Start of DATA FOR REVIEW
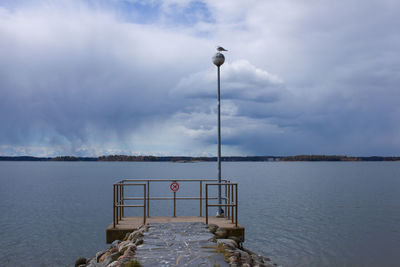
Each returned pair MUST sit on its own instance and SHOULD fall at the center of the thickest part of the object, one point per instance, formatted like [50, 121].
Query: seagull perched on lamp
[220, 49]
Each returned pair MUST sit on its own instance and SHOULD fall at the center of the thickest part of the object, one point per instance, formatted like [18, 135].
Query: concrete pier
[129, 224]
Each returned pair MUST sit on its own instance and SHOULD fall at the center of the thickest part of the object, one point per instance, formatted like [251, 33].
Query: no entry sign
[174, 186]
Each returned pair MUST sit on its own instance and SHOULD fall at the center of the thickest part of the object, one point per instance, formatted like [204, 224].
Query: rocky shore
[190, 244]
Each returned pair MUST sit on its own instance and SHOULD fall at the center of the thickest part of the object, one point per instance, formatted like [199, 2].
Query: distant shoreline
[183, 159]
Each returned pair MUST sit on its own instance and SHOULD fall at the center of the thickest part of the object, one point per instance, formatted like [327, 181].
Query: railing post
[120, 201]
[232, 202]
[144, 204]
[174, 204]
[113, 205]
[148, 198]
[236, 203]
[123, 201]
[207, 204]
[117, 202]
[201, 195]
[225, 200]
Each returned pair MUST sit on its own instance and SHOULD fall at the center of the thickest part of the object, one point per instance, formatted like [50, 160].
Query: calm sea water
[297, 213]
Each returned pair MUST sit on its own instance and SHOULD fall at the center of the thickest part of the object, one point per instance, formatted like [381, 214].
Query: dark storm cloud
[300, 77]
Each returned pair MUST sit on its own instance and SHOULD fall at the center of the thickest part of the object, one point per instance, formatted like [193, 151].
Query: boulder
[115, 243]
[228, 243]
[213, 228]
[80, 261]
[135, 235]
[113, 264]
[221, 233]
[139, 241]
[104, 256]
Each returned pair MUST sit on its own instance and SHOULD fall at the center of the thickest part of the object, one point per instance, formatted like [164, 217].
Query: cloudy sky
[99, 77]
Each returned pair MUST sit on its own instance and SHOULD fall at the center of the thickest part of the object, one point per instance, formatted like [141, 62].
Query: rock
[130, 252]
[228, 243]
[257, 258]
[107, 260]
[104, 256]
[124, 246]
[221, 233]
[139, 241]
[126, 237]
[113, 264]
[115, 256]
[92, 262]
[131, 263]
[80, 261]
[233, 259]
[98, 255]
[236, 239]
[135, 235]
[213, 228]
[115, 243]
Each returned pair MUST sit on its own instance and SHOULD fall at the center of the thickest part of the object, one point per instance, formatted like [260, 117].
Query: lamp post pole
[218, 60]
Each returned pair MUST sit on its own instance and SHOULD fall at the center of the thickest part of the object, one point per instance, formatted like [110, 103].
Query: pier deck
[129, 224]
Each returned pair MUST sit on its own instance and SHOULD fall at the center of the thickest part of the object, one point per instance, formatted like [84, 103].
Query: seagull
[220, 49]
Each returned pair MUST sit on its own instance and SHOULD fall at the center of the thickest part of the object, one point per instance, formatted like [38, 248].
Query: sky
[133, 77]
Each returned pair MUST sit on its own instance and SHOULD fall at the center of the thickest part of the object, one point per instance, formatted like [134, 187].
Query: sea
[296, 213]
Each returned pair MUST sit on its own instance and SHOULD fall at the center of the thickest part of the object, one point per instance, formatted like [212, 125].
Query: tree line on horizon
[200, 159]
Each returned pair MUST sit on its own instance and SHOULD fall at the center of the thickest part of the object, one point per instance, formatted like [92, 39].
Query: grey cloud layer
[300, 77]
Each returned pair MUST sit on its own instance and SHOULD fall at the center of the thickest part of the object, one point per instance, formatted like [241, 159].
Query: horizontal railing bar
[169, 180]
[165, 198]
[137, 206]
[221, 205]
[222, 183]
[119, 184]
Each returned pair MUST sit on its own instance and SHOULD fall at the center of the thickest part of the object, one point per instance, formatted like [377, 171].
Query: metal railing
[119, 201]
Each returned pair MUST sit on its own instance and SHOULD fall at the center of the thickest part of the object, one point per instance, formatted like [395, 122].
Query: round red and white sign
[174, 186]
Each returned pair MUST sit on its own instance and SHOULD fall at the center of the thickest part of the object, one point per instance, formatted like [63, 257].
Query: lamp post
[218, 60]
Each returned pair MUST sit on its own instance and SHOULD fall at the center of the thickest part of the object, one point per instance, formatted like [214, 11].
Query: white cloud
[299, 77]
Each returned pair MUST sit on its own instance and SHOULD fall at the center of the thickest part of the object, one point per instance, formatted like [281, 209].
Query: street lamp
[218, 60]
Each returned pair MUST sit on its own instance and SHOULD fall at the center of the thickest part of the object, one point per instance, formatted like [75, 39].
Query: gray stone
[99, 254]
[236, 239]
[80, 261]
[135, 235]
[113, 264]
[139, 241]
[124, 246]
[221, 233]
[228, 243]
[107, 261]
[213, 228]
[115, 243]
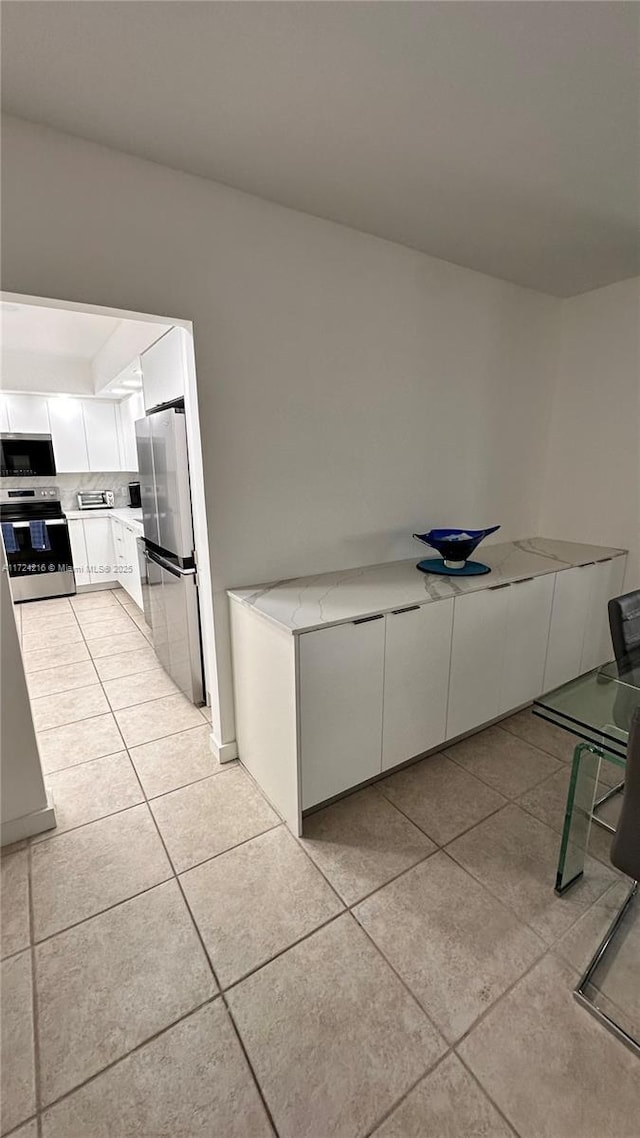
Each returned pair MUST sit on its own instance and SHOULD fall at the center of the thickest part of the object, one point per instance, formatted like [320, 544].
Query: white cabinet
[606, 582]
[79, 551]
[528, 613]
[100, 553]
[100, 426]
[417, 659]
[67, 435]
[164, 369]
[125, 554]
[27, 413]
[130, 410]
[477, 658]
[569, 615]
[341, 707]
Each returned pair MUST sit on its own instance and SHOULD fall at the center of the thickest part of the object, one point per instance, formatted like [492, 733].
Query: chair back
[625, 844]
[624, 623]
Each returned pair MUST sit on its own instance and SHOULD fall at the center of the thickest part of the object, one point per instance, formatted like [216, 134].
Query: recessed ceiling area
[501, 137]
[67, 352]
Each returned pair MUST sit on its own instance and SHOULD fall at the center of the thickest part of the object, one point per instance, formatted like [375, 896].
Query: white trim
[223, 751]
[14, 830]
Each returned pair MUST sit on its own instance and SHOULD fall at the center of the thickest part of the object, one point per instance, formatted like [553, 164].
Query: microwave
[26, 455]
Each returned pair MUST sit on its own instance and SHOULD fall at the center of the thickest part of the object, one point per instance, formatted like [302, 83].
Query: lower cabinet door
[569, 613]
[527, 635]
[477, 659]
[131, 578]
[341, 673]
[100, 551]
[606, 582]
[417, 659]
[79, 551]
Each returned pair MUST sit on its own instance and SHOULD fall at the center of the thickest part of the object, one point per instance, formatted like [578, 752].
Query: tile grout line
[213, 972]
[485, 1093]
[34, 999]
[132, 1050]
[548, 948]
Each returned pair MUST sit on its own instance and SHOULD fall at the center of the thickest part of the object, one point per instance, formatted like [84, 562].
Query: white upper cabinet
[164, 369]
[417, 657]
[103, 443]
[130, 410]
[67, 435]
[606, 582]
[341, 707]
[477, 659]
[27, 414]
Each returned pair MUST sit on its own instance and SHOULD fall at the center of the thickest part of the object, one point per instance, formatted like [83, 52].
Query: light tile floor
[177, 965]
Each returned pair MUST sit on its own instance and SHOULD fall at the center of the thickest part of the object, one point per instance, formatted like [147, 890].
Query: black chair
[625, 857]
[624, 623]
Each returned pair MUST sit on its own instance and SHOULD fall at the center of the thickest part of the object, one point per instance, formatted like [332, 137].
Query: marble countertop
[132, 517]
[303, 604]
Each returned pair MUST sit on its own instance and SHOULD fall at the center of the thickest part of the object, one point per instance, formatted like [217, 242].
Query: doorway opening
[106, 542]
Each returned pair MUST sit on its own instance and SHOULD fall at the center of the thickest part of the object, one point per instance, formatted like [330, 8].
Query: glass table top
[598, 706]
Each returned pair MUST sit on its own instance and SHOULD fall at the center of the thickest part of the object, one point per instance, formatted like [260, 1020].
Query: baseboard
[223, 751]
[30, 824]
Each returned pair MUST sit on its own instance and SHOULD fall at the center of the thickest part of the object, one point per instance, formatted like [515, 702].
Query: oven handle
[54, 521]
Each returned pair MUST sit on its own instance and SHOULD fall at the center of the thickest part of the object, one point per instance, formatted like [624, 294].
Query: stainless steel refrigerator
[170, 586]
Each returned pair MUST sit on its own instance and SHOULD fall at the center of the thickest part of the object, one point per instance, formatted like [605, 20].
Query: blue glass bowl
[454, 545]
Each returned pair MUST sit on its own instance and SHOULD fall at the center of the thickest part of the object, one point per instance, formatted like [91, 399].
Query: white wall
[351, 390]
[126, 341]
[592, 485]
[24, 806]
[40, 371]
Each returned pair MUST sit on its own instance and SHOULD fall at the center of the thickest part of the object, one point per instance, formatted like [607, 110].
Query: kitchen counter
[303, 604]
[132, 517]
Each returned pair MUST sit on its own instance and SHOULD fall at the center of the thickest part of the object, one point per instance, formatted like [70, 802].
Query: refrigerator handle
[175, 570]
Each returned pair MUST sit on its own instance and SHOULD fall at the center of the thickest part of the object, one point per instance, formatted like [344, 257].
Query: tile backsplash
[70, 485]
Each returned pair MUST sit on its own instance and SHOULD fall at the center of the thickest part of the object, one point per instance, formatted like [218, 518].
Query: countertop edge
[234, 594]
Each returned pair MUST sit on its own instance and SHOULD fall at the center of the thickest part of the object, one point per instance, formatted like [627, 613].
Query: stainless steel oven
[37, 542]
[26, 455]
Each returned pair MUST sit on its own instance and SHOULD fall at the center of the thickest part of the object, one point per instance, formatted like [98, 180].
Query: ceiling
[54, 331]
[502, 137]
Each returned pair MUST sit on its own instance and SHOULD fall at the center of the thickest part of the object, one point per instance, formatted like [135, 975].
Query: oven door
[26, 455]
[34, 571]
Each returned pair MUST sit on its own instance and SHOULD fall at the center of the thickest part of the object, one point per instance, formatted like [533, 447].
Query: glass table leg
[583, 785]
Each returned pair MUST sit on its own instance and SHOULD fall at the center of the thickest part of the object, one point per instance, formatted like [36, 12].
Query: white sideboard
[343, 676]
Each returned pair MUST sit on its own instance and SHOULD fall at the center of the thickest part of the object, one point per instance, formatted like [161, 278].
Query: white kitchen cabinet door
[130, 410]
[100, 426]
[572, 594]
[27, 413]
[341, 707]
[606, 582]
[100, 552]
[79, 551]
[528, 616]
[477, 659]
[417, 659]
[67, 435]
[164, 369]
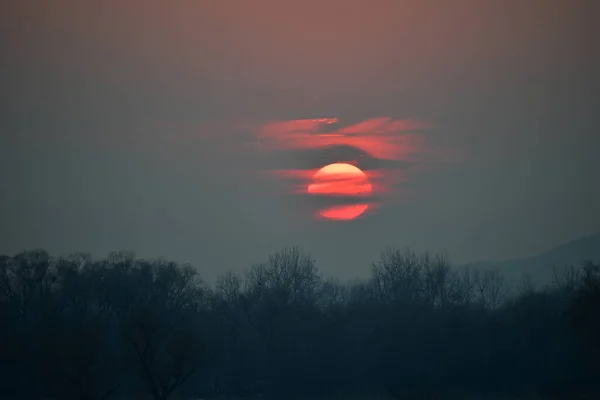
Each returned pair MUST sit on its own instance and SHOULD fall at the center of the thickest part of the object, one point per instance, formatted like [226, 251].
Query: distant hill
[541, 267]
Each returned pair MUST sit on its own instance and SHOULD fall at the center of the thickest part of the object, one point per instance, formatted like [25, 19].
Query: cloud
[383, 138]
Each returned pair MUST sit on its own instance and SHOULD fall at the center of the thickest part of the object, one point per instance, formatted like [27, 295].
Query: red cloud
[383, 138]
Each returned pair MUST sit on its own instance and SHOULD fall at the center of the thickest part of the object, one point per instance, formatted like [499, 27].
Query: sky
[137, 126]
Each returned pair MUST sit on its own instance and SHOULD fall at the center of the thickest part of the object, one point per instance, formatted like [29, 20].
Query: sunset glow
[344, 212]
[340, 179]
[369, 160]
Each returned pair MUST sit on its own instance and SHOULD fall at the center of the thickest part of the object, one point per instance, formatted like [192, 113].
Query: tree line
[122, 327]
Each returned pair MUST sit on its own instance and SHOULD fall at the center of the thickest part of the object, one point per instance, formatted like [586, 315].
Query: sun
[345, 181]
[340, 179]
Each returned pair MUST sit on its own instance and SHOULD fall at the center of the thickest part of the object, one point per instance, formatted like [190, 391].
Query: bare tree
[158, 321]
[492, 288]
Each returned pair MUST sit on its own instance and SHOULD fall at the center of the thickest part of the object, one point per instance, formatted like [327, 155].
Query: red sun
[341, 180]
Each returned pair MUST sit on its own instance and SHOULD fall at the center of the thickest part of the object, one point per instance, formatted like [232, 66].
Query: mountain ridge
[541, 266]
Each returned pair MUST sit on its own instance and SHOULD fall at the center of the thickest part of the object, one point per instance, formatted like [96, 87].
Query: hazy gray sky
[124, 124]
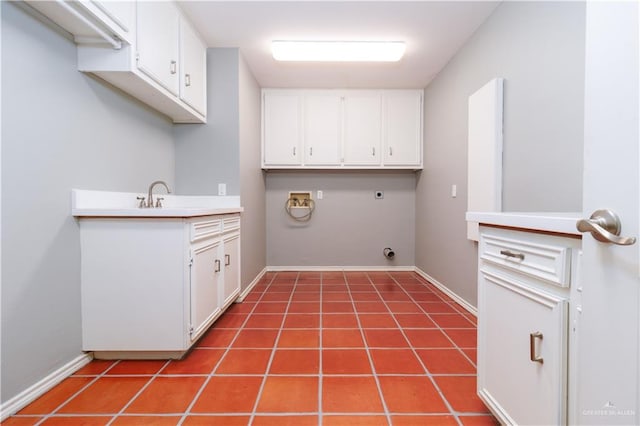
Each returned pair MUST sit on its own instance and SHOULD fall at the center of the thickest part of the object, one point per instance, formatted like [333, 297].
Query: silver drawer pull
[532, 347]
[509, 253]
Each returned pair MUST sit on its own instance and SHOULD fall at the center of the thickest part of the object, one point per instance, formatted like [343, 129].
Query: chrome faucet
[150, 195]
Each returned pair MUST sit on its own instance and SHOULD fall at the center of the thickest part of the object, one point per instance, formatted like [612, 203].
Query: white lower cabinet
[523, 324]
[151, 287]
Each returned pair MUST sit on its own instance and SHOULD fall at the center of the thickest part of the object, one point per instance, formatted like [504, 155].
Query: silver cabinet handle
[532, 347]
[605, 227]
[509, 253]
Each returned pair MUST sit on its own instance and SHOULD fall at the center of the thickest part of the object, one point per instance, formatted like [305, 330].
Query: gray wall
[252, 182]
[227, 150]
[538, 47]
[349, 226]
[60, 130]
[209, 154]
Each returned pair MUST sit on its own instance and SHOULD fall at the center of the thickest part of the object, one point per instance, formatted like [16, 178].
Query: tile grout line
[320, 343]
[53, 413]
[137, 394]
[187, 411]
[368, 351]
[377, 289]
[426, 370]
[437, 326]
[428, 373]
[273, 351]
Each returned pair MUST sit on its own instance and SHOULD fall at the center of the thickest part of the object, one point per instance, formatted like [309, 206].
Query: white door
[157, 42]
[608, 325]
[282, 129]
[322, 128]
[205, 281]
[402, 127]
[193, 58]
[362, 128]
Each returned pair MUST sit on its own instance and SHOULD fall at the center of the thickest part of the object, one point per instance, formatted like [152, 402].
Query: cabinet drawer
[205, 229]
[550, 262]
[231, 224]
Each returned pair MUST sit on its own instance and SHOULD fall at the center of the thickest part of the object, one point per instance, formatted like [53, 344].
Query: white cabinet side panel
[132, 285]
[485, 152]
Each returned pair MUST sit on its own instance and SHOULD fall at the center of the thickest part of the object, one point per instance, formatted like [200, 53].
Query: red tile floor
[304, 348]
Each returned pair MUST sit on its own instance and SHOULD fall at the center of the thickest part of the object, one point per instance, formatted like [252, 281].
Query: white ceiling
[433, 31]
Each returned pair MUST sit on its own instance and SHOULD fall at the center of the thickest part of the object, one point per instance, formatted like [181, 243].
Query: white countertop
[564, 223]
[85, 203]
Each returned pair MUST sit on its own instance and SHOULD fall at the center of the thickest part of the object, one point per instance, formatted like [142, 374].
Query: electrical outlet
[300, 199]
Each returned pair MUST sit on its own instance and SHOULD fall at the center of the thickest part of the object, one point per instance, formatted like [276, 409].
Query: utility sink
[87, 203]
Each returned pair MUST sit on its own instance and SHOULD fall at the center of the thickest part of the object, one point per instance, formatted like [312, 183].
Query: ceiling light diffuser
[338, 51]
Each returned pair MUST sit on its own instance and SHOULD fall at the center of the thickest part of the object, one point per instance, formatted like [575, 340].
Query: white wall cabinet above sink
[148, 49]
[341, 129]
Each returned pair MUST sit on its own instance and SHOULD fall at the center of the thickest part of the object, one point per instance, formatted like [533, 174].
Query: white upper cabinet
[282, 128]
[402, 128]
[158, 42]
[350, 129]
[193, 77]
[110, 23]
[148, 49]
[362, 129]
[322, 128]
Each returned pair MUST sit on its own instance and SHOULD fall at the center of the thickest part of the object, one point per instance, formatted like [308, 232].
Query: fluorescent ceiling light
[338, 51]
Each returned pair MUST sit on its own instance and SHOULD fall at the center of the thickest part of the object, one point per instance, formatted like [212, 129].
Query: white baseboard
[469, 307]
[33, 392]
[338, 268]
[252, 284]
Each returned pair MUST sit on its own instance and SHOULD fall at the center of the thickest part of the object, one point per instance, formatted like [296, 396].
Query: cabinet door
[282, 129]
[206, 273]
[515, 324]
[157, 42]
[322, 129]
[402, 128]
[362, 129]
[231, 287]
[193, 61]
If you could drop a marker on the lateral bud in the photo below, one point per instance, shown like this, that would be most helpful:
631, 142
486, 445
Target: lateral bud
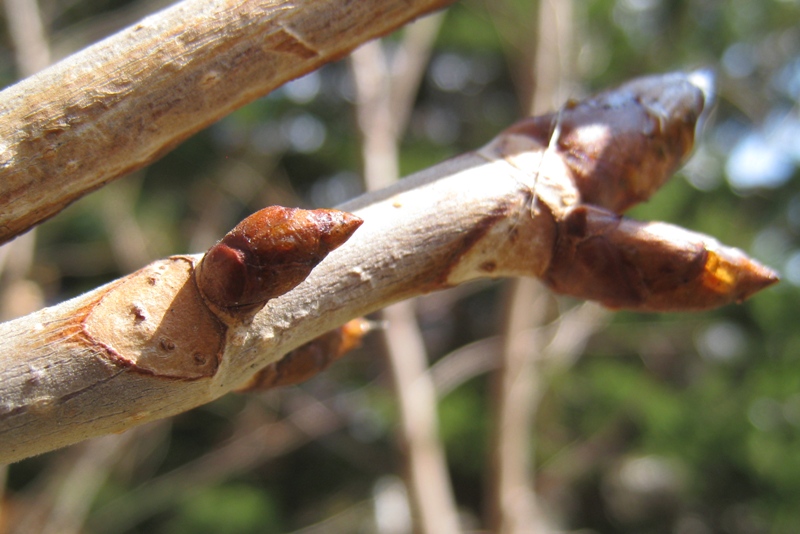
648, 266
268, 254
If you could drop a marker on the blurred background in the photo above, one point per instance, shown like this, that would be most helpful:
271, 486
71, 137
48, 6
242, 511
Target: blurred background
549, 415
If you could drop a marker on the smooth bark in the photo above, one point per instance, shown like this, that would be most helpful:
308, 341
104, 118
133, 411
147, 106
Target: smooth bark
125, 101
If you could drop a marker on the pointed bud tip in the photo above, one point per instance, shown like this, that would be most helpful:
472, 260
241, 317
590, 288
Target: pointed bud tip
268, 254
731, 273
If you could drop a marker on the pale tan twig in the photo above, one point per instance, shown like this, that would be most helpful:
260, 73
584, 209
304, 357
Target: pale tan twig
385, 92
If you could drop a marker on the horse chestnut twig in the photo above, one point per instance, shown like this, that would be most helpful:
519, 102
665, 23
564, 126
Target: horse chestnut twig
268, 254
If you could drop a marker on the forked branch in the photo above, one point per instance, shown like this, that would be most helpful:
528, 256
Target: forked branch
540, 200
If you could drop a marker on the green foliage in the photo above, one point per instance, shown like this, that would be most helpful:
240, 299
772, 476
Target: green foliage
711, 398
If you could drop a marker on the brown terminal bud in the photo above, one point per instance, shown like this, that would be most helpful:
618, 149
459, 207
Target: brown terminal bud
268, 254
648, 266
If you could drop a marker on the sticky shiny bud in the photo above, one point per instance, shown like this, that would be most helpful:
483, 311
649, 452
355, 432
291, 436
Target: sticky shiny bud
623, 144
647, 266
268, 254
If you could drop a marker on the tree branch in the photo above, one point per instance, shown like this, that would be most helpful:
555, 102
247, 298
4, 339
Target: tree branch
127, 100
148, 346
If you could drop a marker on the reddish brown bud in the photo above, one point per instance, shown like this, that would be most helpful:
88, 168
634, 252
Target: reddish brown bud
312, 358
268, 254
623, 144
648, 266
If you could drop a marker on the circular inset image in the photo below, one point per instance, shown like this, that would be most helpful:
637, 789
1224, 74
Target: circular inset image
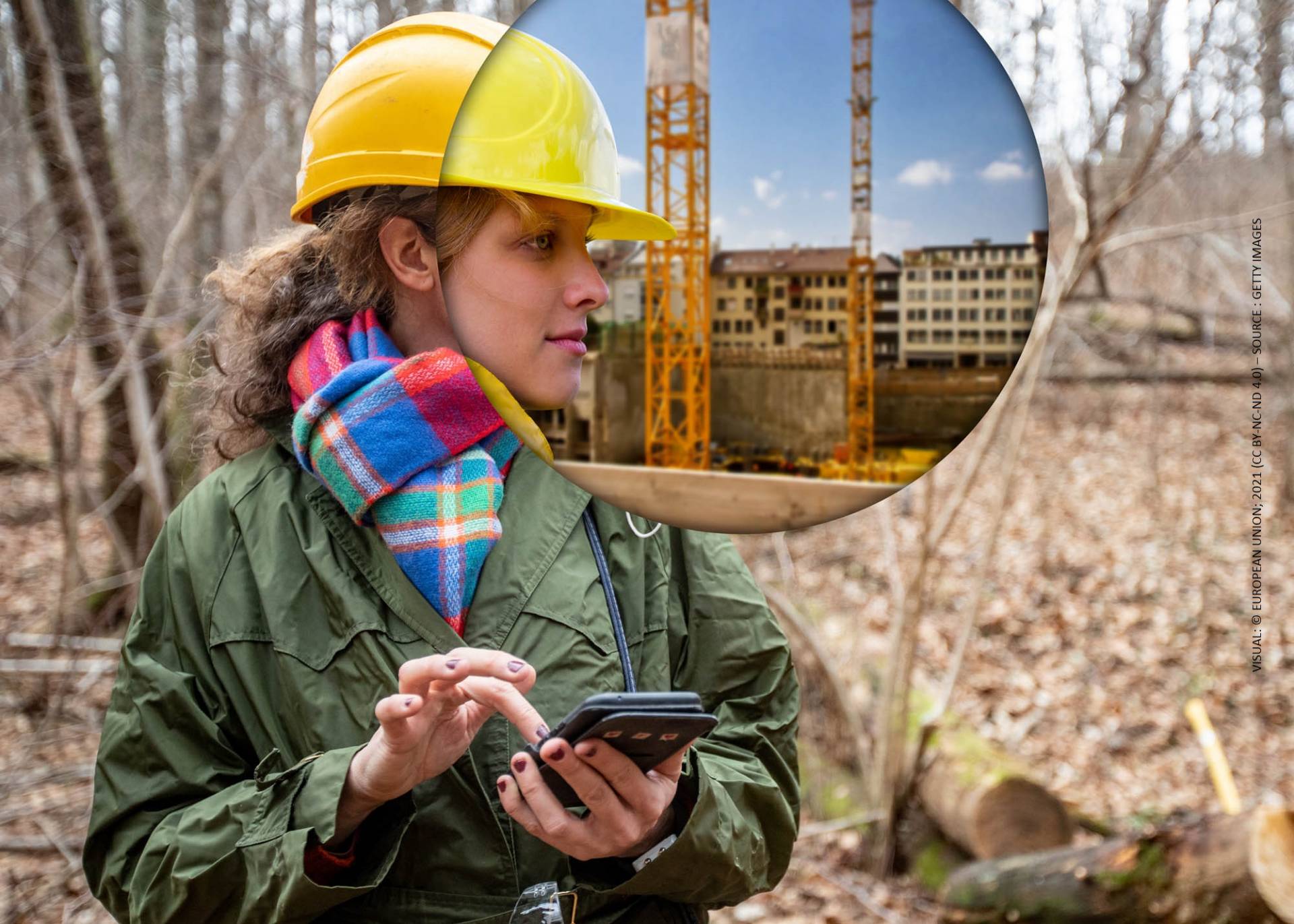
End of DATA FOR REVIEW
WHAT THIS TASK INVOLVES:
Reply with one number, the count of lines in the data that contain "below".

REPLY:
2